Start of ENTRIES PROVIDED

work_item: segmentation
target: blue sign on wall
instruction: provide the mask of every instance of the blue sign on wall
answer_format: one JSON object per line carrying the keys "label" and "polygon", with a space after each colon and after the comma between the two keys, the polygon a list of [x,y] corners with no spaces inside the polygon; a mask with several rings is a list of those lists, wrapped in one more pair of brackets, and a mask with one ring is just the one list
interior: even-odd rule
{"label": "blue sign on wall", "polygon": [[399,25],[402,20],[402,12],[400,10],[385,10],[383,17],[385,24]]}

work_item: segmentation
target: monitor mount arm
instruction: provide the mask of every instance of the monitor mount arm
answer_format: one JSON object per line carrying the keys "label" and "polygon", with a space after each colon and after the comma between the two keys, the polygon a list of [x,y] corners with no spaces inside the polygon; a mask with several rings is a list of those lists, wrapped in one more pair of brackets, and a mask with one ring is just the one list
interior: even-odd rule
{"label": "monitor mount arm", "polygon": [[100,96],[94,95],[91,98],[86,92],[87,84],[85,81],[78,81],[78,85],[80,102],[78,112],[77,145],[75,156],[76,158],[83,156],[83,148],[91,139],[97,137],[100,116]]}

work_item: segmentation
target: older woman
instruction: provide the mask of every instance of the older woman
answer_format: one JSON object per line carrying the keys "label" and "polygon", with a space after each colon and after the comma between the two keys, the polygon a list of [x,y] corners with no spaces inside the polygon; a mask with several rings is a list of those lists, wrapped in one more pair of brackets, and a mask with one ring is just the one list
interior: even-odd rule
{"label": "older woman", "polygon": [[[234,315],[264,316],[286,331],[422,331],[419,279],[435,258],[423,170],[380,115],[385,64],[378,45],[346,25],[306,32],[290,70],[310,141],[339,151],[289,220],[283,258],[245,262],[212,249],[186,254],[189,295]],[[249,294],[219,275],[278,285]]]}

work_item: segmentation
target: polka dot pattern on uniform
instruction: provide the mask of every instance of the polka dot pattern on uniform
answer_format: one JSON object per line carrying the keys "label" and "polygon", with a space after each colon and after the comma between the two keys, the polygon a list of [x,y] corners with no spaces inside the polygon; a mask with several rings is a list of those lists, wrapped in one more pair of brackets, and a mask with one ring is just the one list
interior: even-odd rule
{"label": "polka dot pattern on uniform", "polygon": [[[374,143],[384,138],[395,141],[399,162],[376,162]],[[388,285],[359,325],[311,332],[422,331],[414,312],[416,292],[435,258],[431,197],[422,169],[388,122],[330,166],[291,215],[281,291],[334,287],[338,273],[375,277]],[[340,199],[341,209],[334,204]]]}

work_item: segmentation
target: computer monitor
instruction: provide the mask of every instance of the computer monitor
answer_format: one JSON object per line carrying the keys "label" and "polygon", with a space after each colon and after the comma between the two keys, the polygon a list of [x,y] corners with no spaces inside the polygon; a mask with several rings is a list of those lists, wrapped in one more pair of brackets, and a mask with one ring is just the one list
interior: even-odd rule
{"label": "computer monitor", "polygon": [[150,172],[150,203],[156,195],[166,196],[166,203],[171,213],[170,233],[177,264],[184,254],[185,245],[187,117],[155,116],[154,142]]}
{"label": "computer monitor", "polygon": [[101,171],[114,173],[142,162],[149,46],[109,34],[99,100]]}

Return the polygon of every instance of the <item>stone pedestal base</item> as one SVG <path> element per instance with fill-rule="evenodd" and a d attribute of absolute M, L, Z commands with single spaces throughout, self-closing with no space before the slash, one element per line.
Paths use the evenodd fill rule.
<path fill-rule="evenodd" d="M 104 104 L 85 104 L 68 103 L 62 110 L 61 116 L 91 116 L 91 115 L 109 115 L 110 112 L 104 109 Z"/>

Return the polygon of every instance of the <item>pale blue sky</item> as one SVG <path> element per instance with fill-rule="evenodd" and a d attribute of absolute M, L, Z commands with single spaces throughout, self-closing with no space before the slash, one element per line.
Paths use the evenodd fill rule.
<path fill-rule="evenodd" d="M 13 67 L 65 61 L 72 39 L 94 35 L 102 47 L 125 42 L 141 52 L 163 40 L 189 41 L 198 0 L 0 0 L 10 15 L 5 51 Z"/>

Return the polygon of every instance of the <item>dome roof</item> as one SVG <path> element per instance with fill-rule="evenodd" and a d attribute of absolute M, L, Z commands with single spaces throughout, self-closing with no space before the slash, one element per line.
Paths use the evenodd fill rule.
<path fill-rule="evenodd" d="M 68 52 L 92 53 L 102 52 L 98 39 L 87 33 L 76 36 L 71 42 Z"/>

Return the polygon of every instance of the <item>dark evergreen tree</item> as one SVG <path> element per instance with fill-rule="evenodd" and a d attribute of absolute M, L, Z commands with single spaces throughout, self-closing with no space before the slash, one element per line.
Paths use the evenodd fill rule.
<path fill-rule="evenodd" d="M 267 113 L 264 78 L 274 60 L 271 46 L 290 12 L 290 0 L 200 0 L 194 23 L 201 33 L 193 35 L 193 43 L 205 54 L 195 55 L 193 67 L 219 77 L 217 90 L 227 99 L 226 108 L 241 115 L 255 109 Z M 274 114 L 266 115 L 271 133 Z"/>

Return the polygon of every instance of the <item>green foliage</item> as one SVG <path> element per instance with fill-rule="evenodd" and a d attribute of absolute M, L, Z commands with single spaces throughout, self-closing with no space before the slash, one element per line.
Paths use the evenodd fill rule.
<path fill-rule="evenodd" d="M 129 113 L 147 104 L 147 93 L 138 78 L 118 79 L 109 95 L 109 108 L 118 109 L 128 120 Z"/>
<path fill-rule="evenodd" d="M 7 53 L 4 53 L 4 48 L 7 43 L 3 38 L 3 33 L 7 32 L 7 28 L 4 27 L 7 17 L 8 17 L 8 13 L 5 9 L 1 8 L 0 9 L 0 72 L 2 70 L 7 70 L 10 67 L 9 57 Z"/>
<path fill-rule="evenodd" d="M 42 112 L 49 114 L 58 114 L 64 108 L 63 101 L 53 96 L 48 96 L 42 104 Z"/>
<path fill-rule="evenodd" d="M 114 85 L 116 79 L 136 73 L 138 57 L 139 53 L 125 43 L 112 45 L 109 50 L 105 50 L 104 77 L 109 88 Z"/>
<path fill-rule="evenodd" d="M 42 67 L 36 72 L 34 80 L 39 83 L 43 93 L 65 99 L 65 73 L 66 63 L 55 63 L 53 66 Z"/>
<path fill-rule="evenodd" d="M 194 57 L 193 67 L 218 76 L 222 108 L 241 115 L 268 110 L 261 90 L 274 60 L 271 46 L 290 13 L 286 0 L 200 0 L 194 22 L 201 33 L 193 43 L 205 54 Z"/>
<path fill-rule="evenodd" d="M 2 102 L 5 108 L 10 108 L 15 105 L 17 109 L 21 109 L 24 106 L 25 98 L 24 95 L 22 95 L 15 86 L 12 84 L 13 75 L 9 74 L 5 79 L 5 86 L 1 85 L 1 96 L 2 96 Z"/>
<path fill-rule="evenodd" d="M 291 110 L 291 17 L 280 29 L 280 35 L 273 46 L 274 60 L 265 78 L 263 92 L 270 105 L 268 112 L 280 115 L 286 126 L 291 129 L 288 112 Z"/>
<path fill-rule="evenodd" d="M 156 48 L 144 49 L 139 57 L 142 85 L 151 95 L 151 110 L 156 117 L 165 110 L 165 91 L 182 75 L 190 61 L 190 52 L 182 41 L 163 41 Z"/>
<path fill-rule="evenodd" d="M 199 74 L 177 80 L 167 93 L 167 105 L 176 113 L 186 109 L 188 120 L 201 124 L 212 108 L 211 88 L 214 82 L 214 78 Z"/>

End of ENTRIES PROVIDED

#### TASK DETAILS
Recast every line of all the items above as a JSON list of strings, one string per line, leaving out blank lines.

#### FULL ANSWER
[
  "work_item: segmentation",
  "target: blue sign on wall",
  "instruction: provide the mask of every instance of the blue sign on wall",
  "answer_format: one JSON object per line carrying the keys \"label\" and \"polygon\", with a space after each colon and after the comma between the two keys, the polygon a list of [x,y] corners with no spaces inside the polygon; a mask with several rings is a list of those lists, wrapped in one more pair of brackets, and a mask with one ring is just the one list",
  "interior: even-odd rule",
  "{\"label\": \"blue sign on wall\", \"polygon\": [[399,25],[402,20],[402,12],[400,10],[385,10],[383,17],[385,24]]}",
  "work_item: segmentation",
  "target: monitor mount arm",
  "instruction: provide the mask of every instance of the monitor mount arm",
  "answer_format: one JSON object per line carrying the keys \"label\" and \"polygon\", with a space after each colon and after the comma between the two keys, the polygon a list of [x,y] corners with no spaces inside the polygon; a mask with several rings is a list of those lists, wrapped in one more pair of brackets, and a mask with one ring is just the one list",
  "interior: even-odd rule",
  "{\"label\": \"monitor mount arm\", \"polygon\": [[100,96],[94,95],[91,98],[86,92],[87,84],[85,81],[78,81],[78,85],[80,102],[78,112],[77,145],[75,156],[76,158],[83,156],[83,148],[91,139],[97,137],[100,116]]}",
  "work_item: segmentation",
  "target: older woman",
  "instruction: provide the mask of every instance of the older woman",
  "answer_format: one JSON object per line carrying the keys \"label\" and \"polygon\", with a space after each colon and after the comma between the two keys, the polygon a list of [x,y] corners with no spaces inside the polygon; a mask with several rings is a list of those lists, wrapped in one more pair of brackets, and a mask with one ring is just the one list",
  "interior: even-odd rule",
  "{\"label\": \"older woman\", \"polygon\": [[[234,315],[264,316],[286,331],[422,331],[419,279],[435,258],[423,170],[380,115],[385,64],[378,45],[346,25],[306,32],[290,70],[310,141],[339,151],[289,220],[283,258],[245,262],[212,249],[186,254],[189,295]],[[249,294],[219,275],[278,285]]]}",
  "work_item: segmentation",
  "target: polka dot pattern on uniform",
  "instruction: provide the mask of every instance of the polka dot pattern on uniform",
  "answer_format: one JSON object per line carrying the keys \"label\" and \"polygon\", with a space after each colon and after the comma between the two keys, the polygon a list of [x,y] corners with no spaces inside the polygon; a mask with several rings is a list of those lists, wrapped in one more pair of brackets, and a mask with one ring is just the one list",
  "interior: even-odd rule",
  "{\"label\": \"polka dot pattern on uniform\", \"polygon\": [[[374,143],[384,138],[395,141],[399,162],[376,162]],[[388,285],[359,325],[311,332],[422,331],[414,312],[416,292],[435,258],[431,197],[422,169],[388,122],[330,166],[291,215],[281,291],[334,287],[338,273],[375,277]],[[340,199],[341,209],[334,204]]]}",
  "work_item: segmentation",
  "target: computer monitor",
  "instruction: provide the mask of every instance of the computer monitor",
  "answer_format: one JSON object per line carrying the keys \"label\" and \"polygon\", with a space after each colon and after the comma between the two keys, the polygon a list of [x,y] corners with no spaces inside the polygon; a mask with several rings is a list of those lists, wrapped in one more pair of brackets, and a mask with one ring is just the one list",
  "interior: even-odd rule",
  "{\"label\": \"computer monitor\", \"polygon\": [[150,172],[150,203],[156,195],[166,196],[166,203],[171,213],[170,233],[177,264],[184,254],[185,245],[187,117],[155,116],[154,142]]}",
  "{\"label\": \"computer monitor\", \"polygon\": [[101,171],[114,173],[142,162],[149,46],[109,34],[99,100]]}",
  "Return the polygon of every instance of the <item>stone pedestal base</item> as one SVG <path> element per instance with fill-rule=\"evenodd\" and a d attribute of absolute M, L, Z commands with single spaces throughout, self-closing with no space before the slash, one element per line.",
  "Paths use the evenodd fill rule.",
  "<path fill-rule=\"evenodd\" d=\"M 104 104 L 85 104 L 68 103 L 62 110 L 61 116 L 91 116 L 91 115 L 109 115 L 110 112 L 104 109 Z\"/>",
  "Return the polygon of every instance of the <item>pale blue sky</item> as one SVG <path> element per instance with fill-rule=\"evenodd\" and a d attribute of absolute M, L, Z commands with single spaces throughout, self-closing with no space before the slash, one element per line.",
  "Paths use the evenodd fill rule.",
  "<path fill-rule=\"evenodd\" d=\"M 13 67 L 65 61 L 72 39 L 94 35 L 102 47 L 125 42 L 141 52 L 163 40 L 189 41 L 198 0 L 0 0 L 10 15 L 5 51 Z\"/>",
  "Return the polygon of every instance of the <item>dome roof</item> as one SVG <path> element per instance with fill-rule=\"evenodd\" and a d attribute of absolute M, L, Z commands with single spaces throughout, self-closing with no space before the slash, one element per line.",
  "Paths use the evenodd fill rule.",
  "<path fill-rule=\"evenodd\" d=\"M 68 52 L 92 53 L 102 52 L 98 39 L 87 33 L 76 36 L 71 42 Z\"/>",
  "Return the polygon of every instance of the <item>dark evergreen tree</item> as one SVG <path> element per instance with fill-rule=\"evenodd\" and a d attribute of absolute M, L, Z commands with single spaces throughout, self-closing with no space before the slash, one element per line.",
  "Paths use the evenodd fill rule.",
  "<path fill-rule=\"evenodd\" d=\"M 267 113 L 264 78 L 274 60 L 271 46 L 290 12 L 290 0 L 200 0 L 194 23 L 201 33 L 193 35 L 193 43 L 205 54 L 195 55 L 193 67 L 219 77 L 217 90 L 227 99 L 226 108 L 241 115 L 255 109 Z M 274 114 L 266 115 L 271 133 Z\"/>",
  "Return the polygon of every instance of the <item>green foliage</item> as one SVG <path> element per instance with fill-rule=\"evenodd\" and a d attribute of absolute M, L, Z commands with single spaces throughout, self-closing with no space before the slash, one element per line.",
  "Paths use the evenodd fill rule.",
  "<path fill-rule=\"evenodd\" d=\"M 129 113 L 147 104 L 147 93 L 138 78 L 118 79 L 109 95 L 109 108 L 118 109 L 128 120 Z\"/>",
  "<path fill-rule=\"evenodd\" d=\"M 7 53 L 4 53 L 4 48 L 7 43 L 3 38 L 3 33 L 7 32 L 7 28 L 4 27 L 7 17 L 8 17 L 8 13 L 5 9 L 1 8 L 0 9 L 0 72 L 2 70 L 7 70 L 10 67 L 9 57 Z\"/>",
  "<path fill-rule=\"evenodd\" d=\"M 42 112 L 49 114 L 58 114 L 64 108 L 63 101 L 53 96 L 48 96 L 42 104 Z\"/>",
  "<path fill-rule=\"evenodd\" d=\"M 114 85 L 116 79 L 136 73 L 138 57 L 139 53 L 125 43 L 112 45 L 109 50 L 105 50 L 104 77 L 109 88 Z\"/>",
  "<path fill-rule=\"evenodd\" d=\"M 42 67 L 36 72 L 34 80 L 39 83 L 43 93 L 65 99 L 65 73 L 66 63 L 55 63 L 53 66 Z\"/>",
  "<path fill-rule=\"evenodd\" d=\"M 194 57 L 193 67 L 218 76 L 222 108 L 241 115 L 268 110 L 261 90 L 274 60 L 271 46 L 290 13 L 286 0 L 200 0 L 194 22 L 201 33 L 193 43 L 205 54 Z\"/>",
  "<path fill-rule=\"evenodd\" d=\"M 2 102 L 5 108 L 10 108 L 15 105 L 17 109 L 21 109 L 24 106 L 25 98 L 24 95 L 22 95 L 15 86 L 12 84 L 13 75 L 9 74 L 5 79 L 5 86 L 1 85 L 1 96 L 2 96 Z\"/>",
  "<path fill-rule=\"evenodd\" d=\"M 291 110 L 291 17 L 280 29 L 280 35 L 273 46 L 274 60 L 265 78 L 263 92 L 270 105 L 268 112 L 280 115 L 286 126 L 291 129 L 288 112 Z\"/>",
  "<path fill-rule=\"evenodd\" d=\"M 156 48 L 144 49 L 139 57 L 142 85 L 151 95 L 151 110 L 156 117 L 165 110 L 165 91 L 182 75 L 190 61 L 190 52 L 182 41 L 163 41 Z\"/>",
  "<path fill-rule=\"evenodd\" d=\"M 199 74 L 177 80 L 167 93 L 167 105 L 176 113 L 186 109 L 188 120 L 201 124 L 212 108 L 211 88 L 214 82 L 214 78 Z\"/>"
]